**Supplied text:**
════

The main agenda of the summit in New York is built around a series of solutions-oriented debates on the "10 Big Questions of Global Health," such as "Can Drugs Be Accessible By All?"; "What Must We Learn From The War Against AIDS?"; "How Do We Prepare for the Next Plague?" and "Why Do 10 Million Children Have to Die?" Representatives from many sides of an issue will focus on what works, what does not and how to move forward.

"Our intent is to provide an open forum to produce a real call to action," said Eileen Naughton, president of TIME, according to a statement released by the magazine's parent company Time Warner. "The TIME Summit will bring together influential leaders from many disciplines - science, business, government and the media - to create a platform that will build optimism and commitments for sustainable improvements in global health."

Among the top figures that TIME has convened to help develop solutions for international challenges to public health are about two dozen leaders from faith-based communities.

Part of the TIME summit is focusing the nation's attention on the effectiveness of faith-based healthcare, according to Vickie Johnson of Interchurch Medical Assistance.

"Faith is not played down," agreed Dr. Peter Okaleet of MAP International, one of 12 heroes that TIME will honor for his work on the frontlines of improving the world's health.

"The secular world is becoming increasingly aware of how much health care is provided by Christians and church-affiliated hospitals and clinics, especially in the developing countries," Johnson said. "The World Bank is now looking at these church-health facilities and looking at how they can partner."

On the first day of the global health summit, "Purpose Driven" Author and Megachurch Pastor Rick Warren said he sees "an army of cooperation," plenty for hope.

"What the Tsunami and Katrina taught us is that churches can do it better and faster than governments," said the Saddleback Church pastor during the forum titled "What Does Faith Have To Do With It?"

════

**Data shown:**
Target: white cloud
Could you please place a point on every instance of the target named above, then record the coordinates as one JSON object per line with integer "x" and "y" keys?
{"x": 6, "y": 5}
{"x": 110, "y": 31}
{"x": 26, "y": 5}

════

**Task set:**
a. In the report on the TIME global health summit, who is identified as president of TIME?
b. In the report on the TIME global health summit, which disciplines does Eileen Naughton say the summit's influential leaders come from? Name all of them.
c. Update the TIME summit report, starting with "Part of the" and going on through "the world's health.", so that "frontlines" is replaced by "front lines".

**Expected results:**
a. Eileen Naughton

b. Science, business, government, and the media

c.
Part of the TIME summit is focusing the nation's attention on the effectiveness of faith-based healthcare, according to Vickie Johnson of Interchurch Medical Assistance.

"Faith is not played down," agreed Dr. Peter Okaleet of MAP International, one of 12 heroes that TIME will honor for his work on the front lines of improving the world's health.